=== PAGE TEXT ===

Models¶

The v2 main run uses a 10-model subject pool that doubles as the 10-model judge panel. This produces a full cross-judge matrix with self-judgments dropped from primary CQS-craft.

Source of truth: preamble_quality_v2_main.py lines 65–88.

Subject pool¶

Reasoning models (3)¶

REASONING_MODELS = [
    "qwen/qwen3.6-flash",
    "deepseek/deepseek-v4-flash",
    "minimax/minimax-m2.5",
]

These models receive reasoning: {effort: "high"} on every generation call (preamble_quality_v2_main.py:655–659). Reasoning-effort is a property of the subject under test, not a control variable.

Non-reasoning models (7)¶

NON_REASONING_MODELS = [
    "deepseek/deepseek-v3.2",
    "google/gemma-4-31b-it",
    "mistralai/mistral-small-2603",
    "nvidia/nemotron-3-super-120b-a12b",
    "openai/gpt-4o-mini",
    "google/gemini-3.1-flash-lite",
    "google/gemini-2.5-flash",
]

These models receive no reasoning parameter — the field is omitted from the request body entirely.

The pool was widened from 7 (non-reasoning only) to 10 during pre-flight Amendment A3 after a methodological challenge that "a non-reasoning-only pool answers a question of low production relevance." A4 then added the explicit reasoning: {effort: "high"} parameter after a routing-variability audit found that the same model identifier could return different reasoning behavior across calls.

Reasoning-parameter handling¶

Three modes are sent on the wire, distinguished by _post() at lines 590–594:

Mode	When used	Body field
`high`	Generation by a reasoning subject	`"reasoning": {"effort": "high"}`
`exclude`	Judging by a reasoning judge	`"reasoning": {"exclude": true}`
`off`	All non-reasoning calls (subjects and judges)	(field omitted)

The exclude mode on the judge side (preamble_quality_v2_main.py:690) reflects that judging is a structured fill-the-JSON task and judge-side reasoning is not the variable under test. The judge prompt is identical across tiers; only the wire-level reasoning flag differs.

===

Extend the models page text, picking up after its final sentence. The entries play no part in this task.

=== DATASET RECORDS ===

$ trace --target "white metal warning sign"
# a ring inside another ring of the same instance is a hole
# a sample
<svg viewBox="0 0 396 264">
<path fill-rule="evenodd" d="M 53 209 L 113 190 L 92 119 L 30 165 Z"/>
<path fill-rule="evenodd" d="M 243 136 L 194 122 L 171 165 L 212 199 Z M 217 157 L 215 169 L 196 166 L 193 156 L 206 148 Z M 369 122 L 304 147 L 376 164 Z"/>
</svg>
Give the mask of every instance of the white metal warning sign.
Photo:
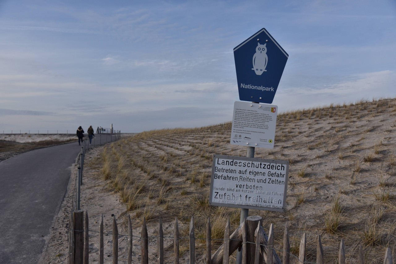
<svg viewBox="0 0 396 264">
<path fill-rule="evenodd" d="M 209 204 L 284 211 L 289 161 L 215 155 Z"/>
</svg>

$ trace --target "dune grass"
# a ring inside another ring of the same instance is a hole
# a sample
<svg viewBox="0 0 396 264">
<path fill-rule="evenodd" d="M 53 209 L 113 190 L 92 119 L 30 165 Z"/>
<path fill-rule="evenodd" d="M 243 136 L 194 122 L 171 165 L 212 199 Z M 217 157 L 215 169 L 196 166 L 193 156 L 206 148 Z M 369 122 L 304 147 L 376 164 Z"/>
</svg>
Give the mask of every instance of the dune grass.
<svg viewBox="0 0 396 264">
<path fill-rule="evenodd" d="M 104 149 L 98 177 L 120 193 L 133 217 L 149 222 L 160 216 L 171 222 L 177 217 L 188 225 L 194 216 L 202 236 L 210 217 L 213 238 L 221 239 L 229 218 L 232 229 L 239 225 L 240 209 L 209 205 L 212 157 L 246 152 L 230 144 L 231 126 L 161 129 L 124 138 Z M 307 252 L 315 252 L 321 234 L 326 255 L 337 255 L 342 238 L 348 263 L 356 259 L 358 244 L 367 263 L 381 263 L 378 256 L 384 249 L 396 250 L 395 132 L 393 99 L 279 114 L 274 148 L 256 148 L 255 157 L 289 161 L 287 210 L 251 210 L 249 215 L 262 216 L 266 230 L 274 224 L 274 247 L 280 253 L 287 224 L 292 237 L 302 230 L 307 233 Z M 181 232 L 187 236 L 188 230 Z M 204 248 L 198 247 L 197 253 Z M 315 257 L 308 254 L 307 261 Z"/>
</svg>

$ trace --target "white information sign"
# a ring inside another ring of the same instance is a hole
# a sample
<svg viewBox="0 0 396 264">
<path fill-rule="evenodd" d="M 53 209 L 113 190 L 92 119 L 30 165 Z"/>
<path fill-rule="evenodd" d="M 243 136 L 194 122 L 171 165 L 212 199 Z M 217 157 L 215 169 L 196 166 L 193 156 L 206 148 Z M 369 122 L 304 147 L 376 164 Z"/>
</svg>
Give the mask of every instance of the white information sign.
<svg viewBox="0 0 396 264">
<path fill-rule="evenodd" d="M 289 161 L 213 157 L 209 204 L 284 212 Z"/>
<path fill-rule="evenodd" d="M 235 102 L 230 142 L 273 148 L 277 114 L 276 105 Z"/>
</svg>

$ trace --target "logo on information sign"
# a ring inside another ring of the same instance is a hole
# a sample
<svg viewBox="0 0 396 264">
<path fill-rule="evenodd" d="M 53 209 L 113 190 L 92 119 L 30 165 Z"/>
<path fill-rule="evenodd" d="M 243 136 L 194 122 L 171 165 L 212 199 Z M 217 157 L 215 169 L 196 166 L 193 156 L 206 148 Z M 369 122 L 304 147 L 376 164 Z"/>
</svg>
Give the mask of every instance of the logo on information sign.
<svg viewBox="0 0 396 264">
<path fill-rule="evenodd" d="M 253 55 L 253 68 L 252 70 L 257 75 L 261 75 L 263 72 L 267 71 L 265 69 L 268 63 L 267 45 L 267 43 L 261 45 L 258 42 L 256 47 L 256 53 Z"/>
</svg>

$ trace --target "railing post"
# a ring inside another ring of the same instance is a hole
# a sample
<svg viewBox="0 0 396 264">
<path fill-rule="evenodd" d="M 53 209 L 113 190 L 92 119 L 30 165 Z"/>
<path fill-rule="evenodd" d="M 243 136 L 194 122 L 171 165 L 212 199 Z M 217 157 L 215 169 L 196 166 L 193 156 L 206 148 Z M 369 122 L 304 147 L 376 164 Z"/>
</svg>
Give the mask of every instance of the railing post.
<svg viewBox="0 0 396 264">
<path fill-rule="evenodd" d="M 84 264 L 89 264 L 89 243 L 88 237 L 88 212 L 85 211 L 84 215 Z"/>
<path fill-rule="evenodd" d="M 84 154 L 84 141 L 83 141 L 82 146 L 81 147 L 81 157 L 80 160 L 80 164 L 81 164 L 81 173 L 80 173 L 80 184 L 82 185 L 82 175 L 84 173 L 84 156 L 85 156 Z"/>
<path fill-rule="evenodd" d="M 84 253 L 84 211 L 73 212 L 74 223 L 74 264 L 83 264 Z"/>
<path fill-rule="evenodd" d="M 195 263 L 195 231 L 194 225 L 194 217 L 191 217 L 190 221 L 190 263 Z"/>
<path fill-rule="evenodd" d="M 81 159 L 80 160 L 80 161 L 81 162 Z M 80 165 L 80 167 L 78 168 L 78 173 L 77 173 L 77 209 L 80 210 L 80 192 L 81 189 L 81 167 Z"/>
</svg>

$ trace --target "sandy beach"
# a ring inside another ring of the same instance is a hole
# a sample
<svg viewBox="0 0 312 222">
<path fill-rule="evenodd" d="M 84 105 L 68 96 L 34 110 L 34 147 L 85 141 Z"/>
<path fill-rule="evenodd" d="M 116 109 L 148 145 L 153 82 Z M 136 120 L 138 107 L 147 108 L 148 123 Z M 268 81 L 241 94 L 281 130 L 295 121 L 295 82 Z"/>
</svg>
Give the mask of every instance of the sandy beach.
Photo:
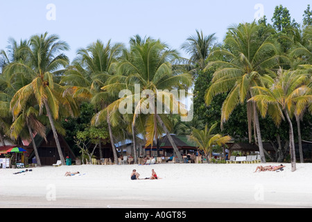
<svg viewBox="0 0 312 222">
<path fill-rule="evenodd" d="M 263 165 L 276 165 L 268 163 Z M 312 207 L 312 164 L 254 173 L 259 164 L 159 164 L 0 169 L 0 207 Z M 160 180 L 144 178 L 154 169 Z M 80 173 L 65 177 L 67 171 Z"/>
</svg>

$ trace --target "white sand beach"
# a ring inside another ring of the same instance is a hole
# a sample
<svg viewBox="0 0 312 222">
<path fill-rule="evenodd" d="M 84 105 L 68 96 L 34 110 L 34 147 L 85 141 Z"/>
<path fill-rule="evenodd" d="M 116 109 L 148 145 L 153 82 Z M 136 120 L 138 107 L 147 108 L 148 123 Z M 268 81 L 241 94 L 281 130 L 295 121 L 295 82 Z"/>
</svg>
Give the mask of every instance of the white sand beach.
<svg viewBox="0 0 312 222">
<path fill-rule="evenodd" d="M 254 173 L 259 165 L 42 166 L 16 175 L 22 169 L 0 169 L 0 207 L 312 207 L 312 164 Z M 131 180 L 133 169 L 143 178 L 154 169 L 162 179 Z"/>
</svg>

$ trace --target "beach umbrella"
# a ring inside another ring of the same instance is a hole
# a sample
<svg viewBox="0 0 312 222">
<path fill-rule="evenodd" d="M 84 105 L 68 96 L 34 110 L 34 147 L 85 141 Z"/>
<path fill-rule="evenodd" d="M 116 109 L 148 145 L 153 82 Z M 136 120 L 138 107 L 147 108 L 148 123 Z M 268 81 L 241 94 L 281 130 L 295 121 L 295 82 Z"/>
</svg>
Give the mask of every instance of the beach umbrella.
<svg viewBox="0 0 312 222">
<path fill-rule="evenodd" d="M 27 151 L 20 147 L 13 147 L 13 148 L 10 148 L 8 150 L 6 151 L 6 153 L 27 153 Z"/>
</svg>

===

REPLY >>
Cross-judge matrix¶

All 10 models judge every non-self extracted sample on both idiom_comment and rubric kinds:

SUBJECT_MODELS = ALL_MODELS    # 10
JUDGE_MODELS   = ALL_MODELS    # 10 (full v1-equivalent cross-judge matrix)

Each extracted generation produces 10 judges × 2 kinds = 20 judge calls, of which 2 are same-family self-judgments that are dropped from primary CQS (see below).

Total scale of the run. 1260 generations × 2 judge kinds × 10 judges = 25,200 nominal judge calls; in practice 24,300 judge calls were issued (extraction failures skip judging). 22,028 parsed cleanly. See experiment_v2_results/REPORT.md.

Self-judgment exclusion¶

A judgment is self if the subject model and judge model share a provider-prefix family. The family helper is just model.split("/", 1)[0]:

def model_family(model: str) -> str:
    return model.split("/", 1)[0]

So deepseek/deepseek-v3.2 judged by deepseek/deepseek-v4-flash counts as a self-judgment and is excluded from primary CQS. The full self/cross stratification is retained in the report for F3 hygiene checking.

Subject family	Models in family (both tiers)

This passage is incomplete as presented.